**RECORD EXCERPTS**
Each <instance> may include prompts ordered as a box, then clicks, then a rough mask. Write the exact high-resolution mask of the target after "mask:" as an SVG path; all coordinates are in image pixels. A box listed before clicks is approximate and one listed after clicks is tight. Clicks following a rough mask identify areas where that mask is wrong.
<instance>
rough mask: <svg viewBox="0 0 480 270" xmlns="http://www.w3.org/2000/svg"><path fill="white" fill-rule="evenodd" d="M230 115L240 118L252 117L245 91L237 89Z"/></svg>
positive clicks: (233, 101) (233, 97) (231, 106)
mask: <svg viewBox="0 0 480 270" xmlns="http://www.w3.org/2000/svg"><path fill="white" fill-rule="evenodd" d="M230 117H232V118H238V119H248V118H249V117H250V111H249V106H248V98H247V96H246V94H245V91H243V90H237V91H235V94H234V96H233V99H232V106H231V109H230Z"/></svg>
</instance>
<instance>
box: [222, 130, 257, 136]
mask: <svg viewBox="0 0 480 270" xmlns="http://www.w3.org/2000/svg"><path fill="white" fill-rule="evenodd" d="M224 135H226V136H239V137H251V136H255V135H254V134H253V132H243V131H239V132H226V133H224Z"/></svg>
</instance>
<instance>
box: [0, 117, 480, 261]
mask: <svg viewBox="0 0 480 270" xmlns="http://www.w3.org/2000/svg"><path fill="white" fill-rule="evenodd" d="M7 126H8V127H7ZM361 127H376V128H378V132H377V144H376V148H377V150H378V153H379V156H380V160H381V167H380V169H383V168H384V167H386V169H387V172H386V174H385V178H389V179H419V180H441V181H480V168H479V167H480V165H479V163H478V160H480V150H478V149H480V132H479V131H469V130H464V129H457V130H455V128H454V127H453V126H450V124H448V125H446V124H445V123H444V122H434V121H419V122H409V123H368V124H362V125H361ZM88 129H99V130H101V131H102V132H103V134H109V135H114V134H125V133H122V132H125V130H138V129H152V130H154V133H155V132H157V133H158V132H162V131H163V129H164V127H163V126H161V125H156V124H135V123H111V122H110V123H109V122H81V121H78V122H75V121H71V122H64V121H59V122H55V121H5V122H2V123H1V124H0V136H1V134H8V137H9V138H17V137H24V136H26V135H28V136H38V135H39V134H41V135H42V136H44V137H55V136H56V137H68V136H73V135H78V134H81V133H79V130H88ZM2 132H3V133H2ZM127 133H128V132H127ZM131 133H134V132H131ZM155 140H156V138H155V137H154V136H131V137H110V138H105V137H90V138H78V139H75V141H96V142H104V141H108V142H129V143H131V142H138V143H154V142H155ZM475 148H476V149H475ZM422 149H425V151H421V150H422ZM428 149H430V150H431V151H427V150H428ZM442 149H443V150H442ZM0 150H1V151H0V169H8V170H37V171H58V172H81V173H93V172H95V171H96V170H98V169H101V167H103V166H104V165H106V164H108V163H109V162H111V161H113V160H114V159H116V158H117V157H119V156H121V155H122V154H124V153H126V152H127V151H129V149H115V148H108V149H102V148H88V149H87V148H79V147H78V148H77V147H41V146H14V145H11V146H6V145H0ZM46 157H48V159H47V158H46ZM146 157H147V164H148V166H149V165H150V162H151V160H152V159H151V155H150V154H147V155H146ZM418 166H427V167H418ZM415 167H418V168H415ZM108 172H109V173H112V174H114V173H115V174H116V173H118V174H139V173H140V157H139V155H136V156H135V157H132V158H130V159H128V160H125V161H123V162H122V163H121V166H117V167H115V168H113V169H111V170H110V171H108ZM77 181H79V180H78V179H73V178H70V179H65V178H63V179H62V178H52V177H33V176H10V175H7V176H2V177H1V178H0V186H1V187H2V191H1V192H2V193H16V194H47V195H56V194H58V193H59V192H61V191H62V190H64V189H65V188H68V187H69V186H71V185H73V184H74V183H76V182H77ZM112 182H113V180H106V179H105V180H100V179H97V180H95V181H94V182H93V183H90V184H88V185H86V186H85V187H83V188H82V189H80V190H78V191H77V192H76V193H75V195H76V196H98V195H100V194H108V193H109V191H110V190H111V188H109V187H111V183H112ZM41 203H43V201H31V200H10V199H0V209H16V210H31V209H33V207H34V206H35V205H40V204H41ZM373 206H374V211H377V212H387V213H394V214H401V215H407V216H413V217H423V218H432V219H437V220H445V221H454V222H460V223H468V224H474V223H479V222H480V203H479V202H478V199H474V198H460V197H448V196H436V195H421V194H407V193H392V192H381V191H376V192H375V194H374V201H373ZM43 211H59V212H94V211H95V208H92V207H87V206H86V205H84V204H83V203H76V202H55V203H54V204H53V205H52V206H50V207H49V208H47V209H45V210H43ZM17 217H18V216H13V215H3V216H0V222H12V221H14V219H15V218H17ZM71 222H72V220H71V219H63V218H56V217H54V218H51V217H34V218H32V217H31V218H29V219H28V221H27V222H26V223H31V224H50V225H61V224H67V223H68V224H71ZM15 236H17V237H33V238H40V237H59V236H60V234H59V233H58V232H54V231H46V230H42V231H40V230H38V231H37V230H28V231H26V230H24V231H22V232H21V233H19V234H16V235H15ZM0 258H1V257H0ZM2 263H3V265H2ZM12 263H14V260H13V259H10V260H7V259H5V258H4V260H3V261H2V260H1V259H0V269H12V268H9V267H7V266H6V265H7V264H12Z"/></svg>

**PROBLEM**
The records above are to be transcribed exactly, with nothing left out.

**PROBLEM SOLUTION**
Each <instance> may include prompts ordered as a box, then clicks, then a rough mask. Write the exact high-resolution mask of the target after "mask:" as an SVG path; all coordinates are in image pixels. A box listed before clicks is approximate and one listed after clicks is tight. Clicks following a rough mask identify areas where that mask is wrong.
<instance>
rough mask: <svg viewBox="0 0 480 270" xmlns="http://www.w3.org/2000/svg"><path fill="white" fill-rule="evenodd" d="M230 115L240 118L252 117L245 91L237 89Z"/></svg>
positive clicks: (233, 101) (233, 97) (231, 106)
mask: <svg viewBox="0 0 480 270" xmlns="http://www.w3.org/2000/svg"><path fill="white" fill-rule="evenodd" d="M230 117H232V118H238V119H248V118H249V117H250V111H249V106H248V98H247V96H246V94H245V91H243V90H237V91H235V94H234V96H233V99H232V106H231V109H230Z"/></svg>
</instance>
<instance>
box: [222, 130, 257, 136]
mask: <svg viewBox="0 0 480 270" xmlns="http://www.w3.org/2000/svg"><path fill="white" fill-rule="evenodd" d="M224 135H226V136H239V137H251V136H255V135H254V134H253V132H243V131H239V132H226V133H224Z"/></svg>
</instance>
<instance>
box: [0, 117, 480, 261]
mask: <svg viewBox="0 0 480 270" xmlns="http://www.w3.org/2000/svg"><path fill="white" fill-rule="evenodd" d="M7 126H8V127H7ZM361 127H376V128H378V132H377V144H376V148H377V150H378V153H379V156H380V160H381V167H380V169H383V168H384V167H386V169H387V172H386V174H385V178H389V179H419V180H441V181H480V168H479V167H480V165H479V163H478V160H480V150H478V149H480V132H479V131H469V130H464V129H457V130H455V128H454V127H453V126H450V124H448V125H446V124H445V123H444V122H434V121H419V122H409V123H368V124H362V125H361ZM88 129H99V130H101V131H102V132H103V134H109V135H114V134H125V133H122V132H125V130H138V129H152V130H154V133H155V132H157V133H158V132H162V131H163V129H164V127H163V126H161V125H156V124H135V123H111V122H110V123H109V122H81V121H78V122H75V121H71V122H64V121H59V122H55V121H5V122H2V123H1V124H0V136H1V134H8V137H9V138H17V137H24V136H26V135H28V136H38V135H39V134H41V135H42V136H44V137H55V136H56V137H68V136H73V135H78V134H81V133H79V130H88ZM2 132H3V133H2ZM127 133H128V132H127ZM131 133H134V132H131ZM155 140H156V138H155V137H154V136H131V137H110V138H105V137H90V138H78V139H75V141H96V142H104V141H108V142H129V143H131V142H138V143H154V142H155ZM475 148H476V149H475ZM422 149H425V151H421V150H422ZM428 149H430V150H431V151H427V150H428ZM442 149H443V150H442ZM0 150H1V151H0V169H8V170H37V171H58V172H81V173H93V172H95V171H96V170H98V169H101V167H103V166H104V165H106V164H108V163H109V162H111V161H113V160H114V159H116V158H117V157H119V156H121V155H122V154H124V153H126V152H127V151H129V149H115V148H108V149H102V148H88V149H87V148H79V147H78V148H77V147H41V146H14V145H11V146H6V145H0ZM46 157H48V159H47V158H46ZM146 157H147V164H148V166H149V165H150V162H151V160H152V159H151V155H150V154H147V155H146ZM418 166H427V167H418ZM415 167H418V168H415ZM108 172H109V173H112V174H114V173H115V174H116V173H118V174H139V173H140V157H139V155H136V156H135V157H132V158H130V159H128V160H125V161H123V162H122V163H121V166H117V167H115V168H113V169H111V170H110V171H108ZM77 181H79V180H78V179H73V178H70V179H65V178H63V179H62V178H52V177H33V176H10V175H7V176H2V177H1V178H0V186H1V187H2V191H1V192H2V193H16V194H47V195H56V194H58V193H59V192H61V191H62V190H64V189H65V188H68V187H69V186H71V185H73V184H74V183H76V182H77ZM112 182H113V180H106V179H105V180H100V179H97V180H95V181H94V182H93V183H90V184H88V185H86V186H85V187H83V188H82V189H80V190H78V191H77V192H76V193H75V195H76V196H98V195H100V194H108V193H109V191H110V190H111V188H109V187H111V183H112ZM41 203H43V201H31V200H10V199H0V209H16V210H31V209H33V207H34V206H35V205H40V204H41ZM373 206H374V211H377V212H387V213H394V214H401V215H407V216H413V217H423V218H432V219H437V220H445V221H454V222H460V223H468V224H474V223H479V222H480V203H479V202H478V199H474V198H460V197H448V196H436V195H421V194H407V193H392V192H381V191H376V192H375V194H374V201H373ZM43 211H59V212H94V211H95V208H92V207H87V206H86V205H84V204H83V203H76V202H55V203H54V204H53V205H52V206H50V207H49V208H47V209H45V210H43ZM17 217H18V216H13V215H3V216H0V222H12V221H14V219H15V218H17ZM71 222H72V220H71V219H63V218H56V217H54V218H51V217H34V218H32V217H31V218H29V219H28V221H27V222H26V223H31V224H50V225H61V224H67V223H68V224H71ZM15 236H17V237H33V238H40V237H59V236H60V234H59V233H58V232H54V231H46V230H42V231H40V230H38V231H37V230H28V231H26V230H24V231H22V232H21V233H19V234H16V235H15ZM0 258H1V257H0ZM2 263H3V265H2ZM12 263H14V260H13V259H10V260H7V259H5V258H4V260H3V261H2V260H1V259H0V269H12V268H9V267H7V266H6V265H7V264H12Z"/></svg>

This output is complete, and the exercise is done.